Denny's

Denny's is like the zoo; It's fun to watch but not fun to be in.

Aw, don't forget the drunks! They need love too!

Just The Facts

  1. Denny's is a *cough* resturant.
  2. Denny's is an international hub for transients and Hillbillies.
  3. If you find yourself at a Denny's, you know you've hit rock bottom.

Denny's: A critical diagnosis.

Denny's is like a shipyard: Smelly.

There are alot of different people that go to Denny's, or should I say end up at Denny's/

Type 1: The Stoner. This guy starts his day by getting up at 2, roasting a bone or two, then stakeboarding down the street, following the scent of eggs and bacon from down the street. He rolls into Denny's at 4, and Stays in the same booth not paying for the same side of hash browns (He thought they were hash) until he gets kicked out the next morning by the manager.

Information shown

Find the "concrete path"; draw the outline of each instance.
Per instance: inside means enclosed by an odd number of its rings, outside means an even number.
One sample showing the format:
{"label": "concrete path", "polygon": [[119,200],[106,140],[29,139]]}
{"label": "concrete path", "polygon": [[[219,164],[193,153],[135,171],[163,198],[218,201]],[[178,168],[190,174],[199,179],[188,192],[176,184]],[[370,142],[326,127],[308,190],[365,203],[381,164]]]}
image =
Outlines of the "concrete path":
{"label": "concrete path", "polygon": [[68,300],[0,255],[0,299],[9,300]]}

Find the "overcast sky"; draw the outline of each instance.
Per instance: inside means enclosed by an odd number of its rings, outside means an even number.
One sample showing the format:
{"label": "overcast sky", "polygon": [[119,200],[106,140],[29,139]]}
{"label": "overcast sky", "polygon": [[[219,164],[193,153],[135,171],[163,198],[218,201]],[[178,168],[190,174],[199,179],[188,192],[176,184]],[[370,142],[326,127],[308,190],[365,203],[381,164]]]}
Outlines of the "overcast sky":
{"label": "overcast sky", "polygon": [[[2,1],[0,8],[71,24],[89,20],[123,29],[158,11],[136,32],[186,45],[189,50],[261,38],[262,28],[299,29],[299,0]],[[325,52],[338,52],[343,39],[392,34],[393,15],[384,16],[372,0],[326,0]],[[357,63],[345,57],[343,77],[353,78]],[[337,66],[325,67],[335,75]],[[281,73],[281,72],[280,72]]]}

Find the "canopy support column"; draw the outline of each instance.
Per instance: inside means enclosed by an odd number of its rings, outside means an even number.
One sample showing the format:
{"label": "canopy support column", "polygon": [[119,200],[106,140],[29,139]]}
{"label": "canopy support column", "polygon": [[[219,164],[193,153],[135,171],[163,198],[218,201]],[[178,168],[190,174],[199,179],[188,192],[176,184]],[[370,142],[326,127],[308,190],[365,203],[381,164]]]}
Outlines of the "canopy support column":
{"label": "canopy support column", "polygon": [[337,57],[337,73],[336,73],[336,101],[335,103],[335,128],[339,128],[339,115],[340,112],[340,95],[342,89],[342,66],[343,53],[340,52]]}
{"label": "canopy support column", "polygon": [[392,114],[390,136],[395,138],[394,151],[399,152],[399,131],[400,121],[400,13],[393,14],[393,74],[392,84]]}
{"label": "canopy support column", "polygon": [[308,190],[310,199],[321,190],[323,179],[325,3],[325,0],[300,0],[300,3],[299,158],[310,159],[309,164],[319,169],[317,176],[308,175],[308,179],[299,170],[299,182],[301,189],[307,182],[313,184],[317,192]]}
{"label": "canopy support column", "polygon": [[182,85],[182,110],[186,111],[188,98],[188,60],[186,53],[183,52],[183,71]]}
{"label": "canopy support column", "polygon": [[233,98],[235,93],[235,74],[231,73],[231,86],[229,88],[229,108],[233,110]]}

Exercise brief
Continue the humorous piece about Denny's from its last sentence onward.

Response box
Type 2: The Oldie. This woman is around 70, and she's lost all instincts but to listen to Bill O'rielly, and then sidle into the same Denny's as last week, thinking it's a different one. She usually orders some coffee and sticks with that.

Type 3: The Strong-Man. This guy comes with friends, and orders one of everything on the menu. They clear out most of the month's supply on their way to the construction site.

Type 4: The Others. These people either have just witnessed serious supernatural events, and need something familliar, or they have drinking problems.

Somehow though, Denny's manages to rake in enough money to keep in business, further proving that humanity loves greasefirse more than sanity.